» The input:
== == ==
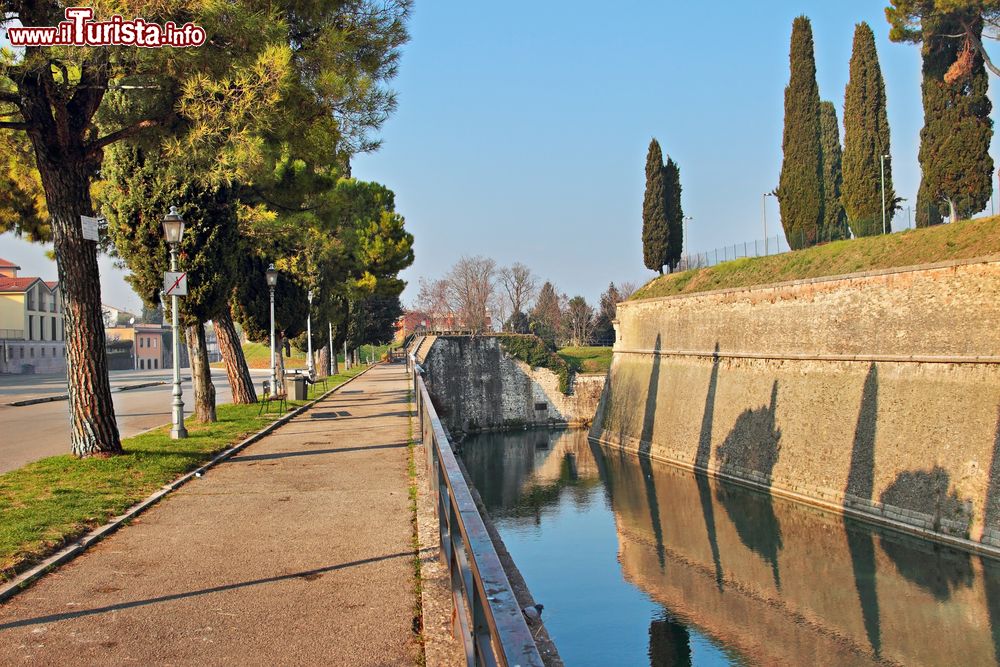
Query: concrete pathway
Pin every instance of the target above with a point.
(296, 552)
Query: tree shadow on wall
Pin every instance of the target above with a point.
(753, 445)
(645, 445)
(937, 569)
(701, 463)
(860, 483)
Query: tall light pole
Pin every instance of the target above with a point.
(333, 355)
(882, 159)
(173, 231)
(310, 366)
(763, 215)
(684, 241)
(272, 279)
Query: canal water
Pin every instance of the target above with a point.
(641, 563)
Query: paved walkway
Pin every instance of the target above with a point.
(298, 551)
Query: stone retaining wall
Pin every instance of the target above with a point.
(878, 393)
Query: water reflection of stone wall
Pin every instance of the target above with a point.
(783, 584)
(805, 389)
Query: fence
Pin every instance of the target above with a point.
(902, 220)
(494, 630)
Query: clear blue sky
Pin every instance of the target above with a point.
(522, 127)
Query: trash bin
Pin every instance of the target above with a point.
(295, 385)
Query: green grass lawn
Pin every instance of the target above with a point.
(51, 501)
(587, 359)
(967, 239)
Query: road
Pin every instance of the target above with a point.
(32, 432)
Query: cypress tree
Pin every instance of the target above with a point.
(675, 213)
(955, 140)
(800, 188)
(655, 230)
(866, 138)
(834, 220)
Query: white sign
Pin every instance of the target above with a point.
(174, 284)
(90, 227)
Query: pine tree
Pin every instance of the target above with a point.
(800, 188)
(955, 140)
(655, 227)
(866, 138)
(675, 213)
(834, 220)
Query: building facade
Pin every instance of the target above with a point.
(32, 334)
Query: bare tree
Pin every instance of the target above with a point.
(626, 289)
(432, 300)
(518, 288)
(471, 290)
(578, 321)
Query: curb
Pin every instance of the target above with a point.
(114, 390)
(66, 554)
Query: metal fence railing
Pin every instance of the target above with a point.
(494, 630)
(903, 219)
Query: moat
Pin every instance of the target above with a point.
(638, 562)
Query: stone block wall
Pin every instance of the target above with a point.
(475, 386)
(877, 394)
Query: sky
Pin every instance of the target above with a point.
(522, 128)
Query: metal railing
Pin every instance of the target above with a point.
(494, 630)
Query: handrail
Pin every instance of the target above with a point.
(494, 630)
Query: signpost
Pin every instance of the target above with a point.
(174, 283)
(89, 226)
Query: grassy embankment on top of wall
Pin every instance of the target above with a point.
(967, 239)
(531, 350)
(587, 359)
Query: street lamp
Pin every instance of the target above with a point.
(763, 215)
(173, 231)
(310, 366)
(882, 159)
(272, 279)
(684, 242)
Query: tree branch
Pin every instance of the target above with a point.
(123, 133)
(978, 45)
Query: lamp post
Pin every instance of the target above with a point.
(333, 355)
(310, 366)
(763, 215)
(882, 159)
(173, 231)
(687, 254)
(272, 279)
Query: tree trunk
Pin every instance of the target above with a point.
(93, 428)
(236, 362)
(201, 374)
(952, 211)
(323, 368)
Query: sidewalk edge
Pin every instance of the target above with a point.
(68, 553)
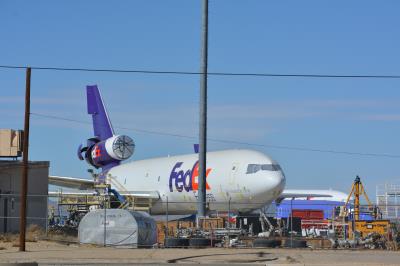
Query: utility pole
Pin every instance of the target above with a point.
(24, 179)
(201, 200)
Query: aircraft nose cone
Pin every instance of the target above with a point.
(279, 180)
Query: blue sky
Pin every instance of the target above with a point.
(318, 37)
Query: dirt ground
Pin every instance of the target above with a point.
(51, 253)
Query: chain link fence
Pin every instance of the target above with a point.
(59, 217)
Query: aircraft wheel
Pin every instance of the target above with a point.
(199, 242)
(266, 243)
(295, 243)
(176, 242)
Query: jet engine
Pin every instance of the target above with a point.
(107, 152)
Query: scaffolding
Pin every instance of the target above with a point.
(388, 200)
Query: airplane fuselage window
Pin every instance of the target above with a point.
(254, 168)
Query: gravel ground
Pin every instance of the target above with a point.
(51, 253)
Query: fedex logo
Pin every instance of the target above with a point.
(186, 180)
(96, 152)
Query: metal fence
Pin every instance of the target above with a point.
(58, 217)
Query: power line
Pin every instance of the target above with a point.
(141, 71)
(281, 147)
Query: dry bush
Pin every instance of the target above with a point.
(34, 233)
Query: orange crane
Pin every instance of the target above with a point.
(357, 190)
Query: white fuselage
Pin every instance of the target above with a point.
(230, 181)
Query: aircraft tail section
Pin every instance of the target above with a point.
(101, 123)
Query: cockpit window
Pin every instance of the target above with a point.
(254, 168)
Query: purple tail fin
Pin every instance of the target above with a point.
(101, 123)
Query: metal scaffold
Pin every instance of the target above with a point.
(388, 200)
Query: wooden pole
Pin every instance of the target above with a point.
(24, 179)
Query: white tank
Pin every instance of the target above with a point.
(120, 228)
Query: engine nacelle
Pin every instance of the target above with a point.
(110, 151)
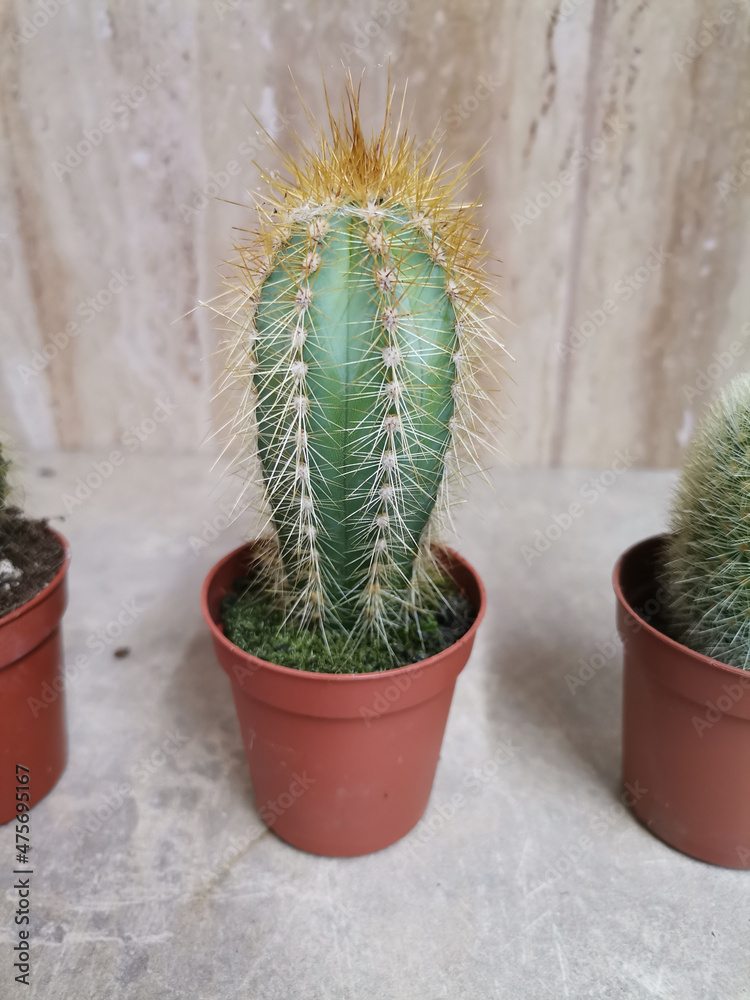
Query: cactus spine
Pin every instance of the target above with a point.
(707, 573)
(358, 316)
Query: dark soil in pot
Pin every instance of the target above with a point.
(30, 556)
(252, 622)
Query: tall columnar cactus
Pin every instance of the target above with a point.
(707, 573)
(359, 315)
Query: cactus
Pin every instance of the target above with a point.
(359, 317)
(707, 566)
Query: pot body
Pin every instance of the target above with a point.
(341, 764)
(32, 698)
(686, 727)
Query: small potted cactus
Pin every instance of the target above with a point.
(33, 566)
(684, 618)
(359, 318)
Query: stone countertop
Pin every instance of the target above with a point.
(540, 885)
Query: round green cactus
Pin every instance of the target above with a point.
(359, 312)
(707, 572)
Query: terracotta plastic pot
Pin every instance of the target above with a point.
(342, 764)
(32, 702)
(686, 727)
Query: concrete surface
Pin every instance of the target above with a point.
(540, 885)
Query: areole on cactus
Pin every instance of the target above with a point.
(707, 573)
(361, 329)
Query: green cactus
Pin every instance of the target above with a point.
(707, 566)
(359, 316)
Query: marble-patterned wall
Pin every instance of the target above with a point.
(614, 182)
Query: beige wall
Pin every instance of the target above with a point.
(606, 123)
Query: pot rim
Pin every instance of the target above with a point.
(699, 658)
(324, 678)
(44, 592)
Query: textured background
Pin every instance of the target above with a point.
(612, 184)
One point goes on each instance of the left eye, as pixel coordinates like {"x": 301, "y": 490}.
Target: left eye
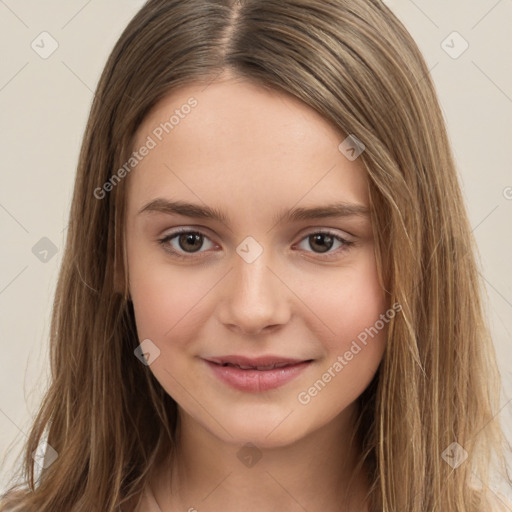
{"x": 189, "y": 242}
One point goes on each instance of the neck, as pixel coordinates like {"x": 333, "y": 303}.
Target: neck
{"x": 316, "y": 473}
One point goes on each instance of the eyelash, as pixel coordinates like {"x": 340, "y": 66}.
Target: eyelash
{"x": 167, "y": 238}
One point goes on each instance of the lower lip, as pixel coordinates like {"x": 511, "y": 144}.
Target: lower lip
{"x": 257, "y": 380}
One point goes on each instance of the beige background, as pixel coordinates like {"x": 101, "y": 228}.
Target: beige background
{"x": 45, "y": 103}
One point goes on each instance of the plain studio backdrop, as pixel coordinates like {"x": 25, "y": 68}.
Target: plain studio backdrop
{"x": 52, "y": 54}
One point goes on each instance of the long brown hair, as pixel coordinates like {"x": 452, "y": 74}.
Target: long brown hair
{"x": 108, "y": 418}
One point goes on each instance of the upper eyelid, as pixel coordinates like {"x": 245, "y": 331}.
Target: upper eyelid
{"x": 311, "y": 231}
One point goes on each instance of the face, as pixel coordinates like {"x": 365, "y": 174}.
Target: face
{"x": 264, "y": 313}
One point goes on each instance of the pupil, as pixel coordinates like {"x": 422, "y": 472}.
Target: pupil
{"x": 318, "y": 238}
{"x": 190, "y": 238}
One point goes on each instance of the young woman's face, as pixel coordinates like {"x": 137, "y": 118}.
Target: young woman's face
== == ==
» Problem to solve:
Could you recast every line of the data above as a numbered list, leaving out blank lines and the pictures?

» Task result:
1. Query: concrete pathway
2. Pin every instance of the target above with a point.
3. (296, 552)
4. Query: tree shadow on wall
5. Pin every instance of the target above with a point.
6. (753, 445)
7. (645, 445)
8. (937, 569)
9. (701, 463)
10. (860, 483)
11. Query: tall light pole
12. Pin every instance of the target above with a point.
13. (333, 355)
14. (882, 159)
15. (173, 231)
16. (310, 366)
17. (763, 215)
18. (684, 241)
19. (272, 279)
20. Query: canal water
21. Pin every instance of the target above with a point.
22. (641, 563)
23. Query: paved walkway
24. Pin every instance of the target above with a point.
25. (298, 551)
26. Query: stone retaining wall
27. Pin every instance of the target above with a point.
28. (878, 393)
29. Query: water reflection of stone wall
30. Pin every instance of the target above with a point.
31. (783, 584)
32. (805, 389)
33. Query: fence
34. Pin every instance of the target above with a point.
35. (902, 220)
36. (494, 630)
37. Query: clear blue sky
38. Pin every instance of the target above with a point.
39. (522, 127)
40. Query: trash bin
41. Pin every instance of the target above with a point.
42. (295, 385)
43. Query: green grass lawn
44. Pin every instance of the target above with a point.
45. (51, 501)
46. (587, 359)
47. (967, 239)
48. Query: road
49. Pin every instance of the target above with a point.
50. (32, 432)
51. Query: cypress tree
52. Pin every instance of the target above with a point.
53. (675, 213)
54. (955, 140)
55. (800, 188)
56. (655, 230)
57. (866, 138)
58. (834, 220)
59. Query: white sign
60. Pin every instance of the target above with a point.
61. (174, 284)
62. (90, 227)
63. Query: pine tree
64. Pin every instance of the target above with a point.
65. (800, 188)
66. (955, 140)
67. (655, 227)
68. (866, 138)
69. (675, 213)
70. (834, 220)
71. Query: building facade
72. Pin every instance of the target above with a point.
73. (32, 334)
74. Query: bare tree
75. Pin every instance of the target above with a point.
76. (626, 289)
77. (432, 300)
78. (518, 288)
79. (471, 290)
80. (578, 321)
81. Query: curb
82. Pin every instance of the target above with a point.
83. (114, 390)
84. (66, 554)
85. Query: metal fence railing
86. Pin every instance of the target above with a point.
87. (494, 630)
88. (903, 219)
89. Query: moat
90. Pin every instance of the target above with a point.
91. (638, 562)
92. Query: stone block wall
93. Pin every instance of the target above with a point.
94. (475, 386)
95. (877, 394)
96. Query: sky
97. Pin every instance of the target above with a point.
98. (522, 128)
99. Query: metal railing
100. Pin every instance of the target above with a point.
101. (494, 630)
102. Query: handrail
103. Pin every instance of the target above with a point.
104. (494, 630)
105. Query: signpost
106. Pin every instance of the target above with a point.
107. (174, 283)
108. (89, 226)
109. Query: grassy embankment on top of wall
110. Pin every instance of the target above with a point.
111. (967, 239)
112. (531, 350)
113. (587, 359)
114. Query: street lamp
115. Pin every instance of the target above with a point.
116. (763, 215)
117. (173, 231)
118. (310, 366)
119. (882, 159)
120. (272, 279)
121. (684, 242)
122. Query: tree branch
123. Pin every instance of the target above with a point.
124. (123, 133)
125. (978, 45)
126. Query: lamp post
127. Pin every instance of the target above with a point.
128. (333, 355)
129. (310, 366)
130. (763, 215)
131. (882, 159)
132. (173, 231)
133. (687, 254)
134. (272, 279)
135. Query: tree trunk
136. Pin every instance of the target above with a point.
137. (93, 428)
138. (236, 362)
139. (201, 374)
140. (952, 211)
141. (323, 368)
142. Query: sidewalk edge
143. Pin every instance of the target above with a point.
144. (68, 553)
145. Query: utility pole
146. Pin every instance of the target above with a point.
147. (24, 179)
148. (201, 200)
149. Query: aircraft nose cone
150. Pin every instance of the target above with a point.
151. (279, 180)
152. Query: blue sky
153. Pin every instance of the target above with a point.
154. (318, 37)
155. Query: dirt ground
156. Pin every instance of the target above with a point.
157. (51, 253)
158. Query: chain link fence
159. Pin every instance of the target above with a point.
160. (59, 217)
161. Query: aircraft wheel
162. Pin every instance of the target above with a point.
163. (199, 242)
164. (266, 243)
165. (295, 243)
166. (176, 242)
167. Query: jet engine
168. Pin every instance of the target above with a point.
169. (107, 152)
170. Query: scaffolding
171. Pin every instance of the target above with a point.
172. (388, 200)
173. Query: airplane fuselage window
174. Pin every instance of the target above with a point.
175. (254, 168)
176. Query: gravel ground
177. Pin every instance of the target above with a point.
178. (51, 253)
179. Query: fedex logo
180. Pin every instance of the target above with a point.
181. (186, 180)
182. (96, 152)
183. Query: metal fence
184. Pin every instance of the target above with a point.
185. (58, 217)
186. Query: power line
187. Pin every instance of the target above with a point.
188. (141, 71)
189. (281, 147)
190. Query: dry bush
191. Pin every instance of the target above with a point.
192. (34, 233)
193. Query: orange crane
194. Pin every instance of the target above with a point.
195. (357, 190)
196. Query: white fuselage
197. Pin every instance of the target above with a point.
198. (230, 181)
199. Query: aircraft tail section
200. Pin every instance of the target above with a point.
201. (101, 123)
202. Query: cockpit window
203. Pin every instance of the target above with a point.
204. (254, 168)
205. Query: purple tail fin
206. Pin every instance of the target above with a point.
207. (101, 123)
208. Query: metal scaffold
209. Pin every instance of the target above with a point.
210. (388, 200)
211. Query: wooden pole
212. Pin every instance of the target above with a point.
213. (24, 179)
214. Query: white tank
215. Pin every instance of the target above with a point.
216. (120, 228)
217. Query: engine nacelle
218. Pin every instance of the target above with a point.
219. (110, 151)
220. Query: cactus spine
221. Pin every instance of the target above with a point.
222. (707, 573)
223. (358, 316)
224. Query: dark soil in pot
225. Pin every instance of the target above with a point.
226. (30, 556)
227. (252, 622)
228. Query: tall columnar cactus
229. Pin every instance of the target above with a point.
230. (707, 573)
231. (359, 315)
232. Query: cactus
233. Pin every instance of the target above with a point.
234. (359, 317)
235. (707, 566)
236. Query: pot body
237. Pin every instance of the target above with a point.
238. (341, 764)
239. (32, 698)
240. (686, 727)
241. Query: small potted cactus
242. Pin every instance of the target above with a point.
243. (33, 566)
244. (684, 618)
245. (359, 318)
246. Query: stone countertop
247. Pin every instance of the target above with a point.
248. (540, 885)
249. Query: round green cactus
250. Pin every instance of the target above with a point.
251. (359, 312)
252. (707, 572)
253. Query: terracotta plastic pot
254. Pin every instance of the target above with a point.
255. (342, 764)
256. (32, 702)
257. (686, 727)
258. Query: concrete surface
259. Pin every instance of the target above with a point.
260. (540, 885)
261. Query: areole on cactus
262. Pin every instance of the target above with a point.
263. (707, 573)
264. (361, 329)
265. Query: green cactus
266. Pin every instance of the target above with a point.
267. (707, 566)
268. (359, 316)
269. Query: marble-patterned wall
270. Pin every instance of the target above with a point.
271. (614, 182)
272. Query: beige wall
273. Pin every instance of the target above with a point.
274. (606, 123)
275. Query: pot rim
276. Pin every instance of the target above with a point.
277. (699, 658)
278. (324, 678)
279. (44, 592)
280. Query: textured background
281. Pin every instance of the target above with a point.
282. (612, 184)
283. One point goes on each instance of the left eye, as pixel coordinates like {"x": 301, "y": 490}.
284. Target: left eye
285. {"x": 189, "y": 242}
286. One point goes on each instance of the neck, as pixel coordinates like {"x": 333, "y": 303}.
287. Target: neck
288. {"x": 316, "y": 473}
289. One point goes on each instance of the eyelash, as pixel coordinates like {"x": 340, "y": 66}.
290. Target: eyelash
291. {"x": 167, "y": 238}
292. One point goes on each instance of the lower lip, as pixel coordinates like {"x": 511, "y": 144}.
293. Target: lower lip
294. {"x": 257, "y": 380}
295. One point goes on each instance of the beige background, as pixel coordinates like {"x": 101, "y": 228}.
296. Target: beige background
297. {"x": 45, "y": 103}
298. One point goes on each instance of the plain studio backdrop, as pixel coordinates like {"x": 25, "y": 68}.
299. Target: plain studio backdrop
300. {"x": 52, "y": 54}
301. One point goes on each instance of the long brown hair, as pixel coordinates like {"x": 452, "y": 74}.
302. Target: long brown hair
303. {"x": 108, "y": 418}
304. One point goes on each instance of the upper eyelid, as pixel coordinates like {"x": 245, "y": 331}.
305. Target: upper eyelid
306. {"x": 311, "y": 231}
307. One point goes on each instance of the face, as pixel coordinates like {"x": 365, "y": 174}.
308. Target: face
309. {"x": 264, "y": 313}
310. One point goes on each instance of the pupil, as pixel coordinates like {"x": 422, "y": 472}.
311. Target: pupil
312. {"x": 318, "y": 238}
313. {"x": 190, "y": 238}
314. One point goes on each instance of the young woman's face, as pixel coordinates like {"x": 137, "y": 118}.
315. Target: young woman's face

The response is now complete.